### Short problem 1
Update the part of the pearl farm passage that opens with the words containing "Although the native" and closes with "other pearl farms.", changing "underwater structures" to "submerged structures".

### Selection
## start

The pearl farm proponent had applied for the right to occupy 3 areas of sea-bed, in the form of Crown land leases for aquaculture[1]. Over the same areas, the native title holders have various rights governed by their traditional laws and customs, including rights of access to and across the waters, and non-commercial fishing rights[2].

The proponent also required licences, under the Northern Territory (NT) Fisheries Act, to conduct pearl oyster aquaculture in these areas[3]. Fisheries licenses would typically be associated with vessels moving from place to place as they seek out schools of swimming fish. Such fishing does not ordinarily obstruct others from using a particular area of sea for any significant period[4].

In contrast, pearl farming involves long term occupation. Cables, known as “long lines”, are anchored and buoyed horizontally, a metre or more below the sea surface. From each long line a score or more of ropes hang downwards. About 20 net bags or pockets are attached to each rope and these contain the oysters being farmed.

Oysters depend for food on underwater currents: these change with the season, and cultivated oysters are relocated accordingly. Consequently each Crown lease area must be considerably larger than the area occupied by long lines at any one time.

Although the native title holders are not excluded from any part of the Crown lease areas, and may continue to enter and use resources in a traditional manner[5], underwater structures will at least inhibit their exercise of native title rights.

In their negotiations, the Croker Seas native title holders had the advantage of a recent judicial exposition of their position under the Native Title Act, and the cohesiveness of a group which had only recently marshalled for Federal Court hearings. As traditional Aboriginal owners of adjacent coastal land under the Aboriginal Land Rights (Northern Territory) Act 1976, they had previously made an agreement giving access across their freehold land to some other pearl farms.

However this new agreement does not provide for dry land access and much of it was negotiated before the native title determination[6]. The group of Aboriginal people who negotiated this new agreement were also the most affected members of the “public” for land planning and development purposes. The purpose of this article is to emphasise the importance of an early involvement in the planning process, and of an understanding of the relevant industry sector, rather than to discuss particular procedural rights under the Native Title Act 1993 [7] or other Federal or NT legislation.

When a government planning authority considers a development proposal, it must usually consider the views of the “public”[8]. As local residents, the native title holders largely constituted the local community most affected for this purpose, and members of this group made direct submissions to the planning authority, raising specific individual environmental, access and amenities concerns. To answer and accommodate these concerns, the planning authority was heavily reliant on the technical knowledge of the NT Fisheries Act regulator.

Fisheries regulators are used to seeking public comment, for example when drafting fisheries management plans[9]. However fishing industry lobby groups holding specialist knowledge tend to have the advantage over other members of the public, and there is a risk that the interests of the vessel-based fishing industry, and of pearl cultivators, may crowd-out the interests of other members of the public.

## end

### Short problem 2
Rescale the named object pointing rows from the line containing "Might I trouble you for the coordinates of the olive tree" through the end of the rows, keeping each request as is and multiplying every coordinate in the answers by 0.95, rounded to whole numbers with halves rounded up.

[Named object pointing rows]
## start

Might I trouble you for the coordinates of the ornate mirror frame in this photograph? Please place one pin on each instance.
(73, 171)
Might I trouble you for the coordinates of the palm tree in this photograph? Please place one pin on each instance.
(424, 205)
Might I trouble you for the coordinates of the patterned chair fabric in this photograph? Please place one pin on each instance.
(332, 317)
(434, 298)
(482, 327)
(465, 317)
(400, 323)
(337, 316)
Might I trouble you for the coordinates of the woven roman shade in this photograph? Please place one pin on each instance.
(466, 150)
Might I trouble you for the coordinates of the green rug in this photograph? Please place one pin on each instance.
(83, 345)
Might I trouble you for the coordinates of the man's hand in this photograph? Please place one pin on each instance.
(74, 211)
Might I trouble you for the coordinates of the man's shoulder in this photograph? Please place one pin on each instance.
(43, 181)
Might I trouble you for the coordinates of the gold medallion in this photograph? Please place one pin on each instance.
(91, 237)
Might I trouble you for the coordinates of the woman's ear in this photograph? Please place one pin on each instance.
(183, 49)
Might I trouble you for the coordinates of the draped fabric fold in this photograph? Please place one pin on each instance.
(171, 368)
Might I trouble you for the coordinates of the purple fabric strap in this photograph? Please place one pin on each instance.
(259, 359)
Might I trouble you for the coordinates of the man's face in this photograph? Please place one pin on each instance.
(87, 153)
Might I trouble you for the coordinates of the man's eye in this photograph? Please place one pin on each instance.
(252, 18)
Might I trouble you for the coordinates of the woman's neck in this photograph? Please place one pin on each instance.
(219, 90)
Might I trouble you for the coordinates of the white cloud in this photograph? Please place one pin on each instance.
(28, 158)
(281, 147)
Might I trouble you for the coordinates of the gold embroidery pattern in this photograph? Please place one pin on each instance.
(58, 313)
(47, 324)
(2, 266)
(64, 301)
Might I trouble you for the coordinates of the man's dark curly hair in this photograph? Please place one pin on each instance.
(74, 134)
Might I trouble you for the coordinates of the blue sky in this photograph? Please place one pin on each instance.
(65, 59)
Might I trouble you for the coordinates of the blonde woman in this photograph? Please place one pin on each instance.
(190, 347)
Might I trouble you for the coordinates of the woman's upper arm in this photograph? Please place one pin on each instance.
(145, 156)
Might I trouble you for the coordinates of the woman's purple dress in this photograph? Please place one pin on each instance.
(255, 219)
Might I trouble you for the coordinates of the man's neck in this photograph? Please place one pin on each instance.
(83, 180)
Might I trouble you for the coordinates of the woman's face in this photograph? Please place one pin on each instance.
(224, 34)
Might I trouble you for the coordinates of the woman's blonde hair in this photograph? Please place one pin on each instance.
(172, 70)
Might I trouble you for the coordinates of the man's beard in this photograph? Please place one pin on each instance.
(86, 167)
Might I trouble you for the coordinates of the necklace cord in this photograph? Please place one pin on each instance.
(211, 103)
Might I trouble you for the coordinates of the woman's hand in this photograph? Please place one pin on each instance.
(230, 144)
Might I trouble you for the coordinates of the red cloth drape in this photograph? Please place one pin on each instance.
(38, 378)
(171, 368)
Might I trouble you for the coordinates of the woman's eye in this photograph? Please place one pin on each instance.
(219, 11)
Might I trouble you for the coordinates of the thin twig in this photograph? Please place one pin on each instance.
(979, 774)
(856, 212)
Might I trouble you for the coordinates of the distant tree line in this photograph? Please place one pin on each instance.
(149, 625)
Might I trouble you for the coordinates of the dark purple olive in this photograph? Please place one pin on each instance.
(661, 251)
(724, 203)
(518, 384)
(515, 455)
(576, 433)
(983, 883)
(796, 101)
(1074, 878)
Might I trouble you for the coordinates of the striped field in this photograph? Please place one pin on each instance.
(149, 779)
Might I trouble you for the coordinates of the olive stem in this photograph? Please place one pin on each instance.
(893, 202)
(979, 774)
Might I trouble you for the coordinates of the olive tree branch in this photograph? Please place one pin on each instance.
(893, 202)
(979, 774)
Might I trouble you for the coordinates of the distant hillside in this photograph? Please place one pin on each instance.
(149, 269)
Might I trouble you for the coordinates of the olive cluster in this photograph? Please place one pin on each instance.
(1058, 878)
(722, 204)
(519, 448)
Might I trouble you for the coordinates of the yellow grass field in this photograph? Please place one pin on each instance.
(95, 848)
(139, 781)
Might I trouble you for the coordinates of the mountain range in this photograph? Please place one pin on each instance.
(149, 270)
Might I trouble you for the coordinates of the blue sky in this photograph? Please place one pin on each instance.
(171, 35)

## end

### Written answer 1
Although the native title holders are not excluded from any part of the Crown lease areas, and may continue to enter and use resources in a traditional manner[5], submerged structures will at least inhibit their exercise of native title rights.

In their negotiations, the Croker Seas native title holders had the advantage of a recent judicial exposition of their position under the Native Title Act, and the cohesiveness of a group which had only recently marshalled for Federal Court hearings. As traditional Aboriginal owners of adjacent coastal land under the Aboriginal Land Rights (Northern Territory) Act 1976, they had previously made an agreement giving access across their freehold land to some other pearl farms.

### Written answer 2
Might I trouble you for the coordinates of the olive tree branch in this photograph? Please place one pin on each instance.
(848, 192)
(930, 735)
Might I trouble you for the coordinates of the distant hillside in this photograph? Please place one pin on each instance.
(142, 256)
Might I trouble you for the coordinates of the olive cluster in this photograph? Please place one pin on each instance.
(1005, 834)
(686, 194)
(493, 426)
Might I trouble you for the coordinates of the yellow grass field in this photograph? Please place one pin on each instance.
(90, 806)
(132, 742)
Might I trouble you for the coordinates of the mountain range in this photograph? Please place one pin on each instance.
(142, 257)
Might I trouble you for the coordinates of the blue sky in this photograph? Please place one pin on each instance.
(162, 33)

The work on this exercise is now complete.